• Exercise objective:
The response should be an exact transcription of the data below, free of images.

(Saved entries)
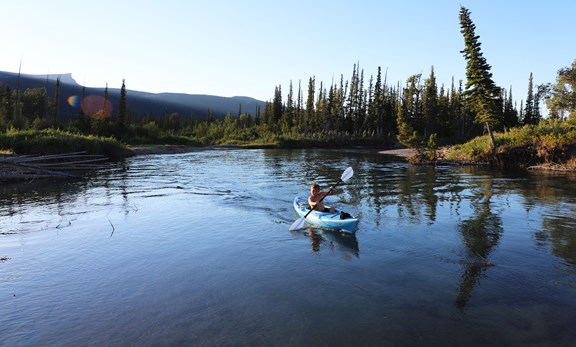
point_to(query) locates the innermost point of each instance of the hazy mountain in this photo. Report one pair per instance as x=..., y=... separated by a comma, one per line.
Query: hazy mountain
x=139, y=103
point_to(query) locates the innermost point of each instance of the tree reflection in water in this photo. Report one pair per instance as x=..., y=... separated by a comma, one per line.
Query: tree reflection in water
x=480, y=233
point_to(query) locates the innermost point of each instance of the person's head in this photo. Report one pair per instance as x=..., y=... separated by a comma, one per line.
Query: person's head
x=315, y=188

• Task output:
point_to(query) locates the innermost point of each instance of the hazy mountain in this photo. Report one pair per instance as x=..., y=... separated by a comma, one per line.
Query: hazy mountain
x=139, y=103
point_to(query) locates the innermost point of each instance of the tree reflection in water in this photo. Report one pair per instance as x=..., y=... separated by a comma, one per line.
Query: tree reflection in water
x=480, y=233
point_to(query) locates the innermost point of each instance of the person's head in this photo. Report one pair per instance as x=..., y=... separated by a comma, one per line.
Query: person's head
x=315, y=188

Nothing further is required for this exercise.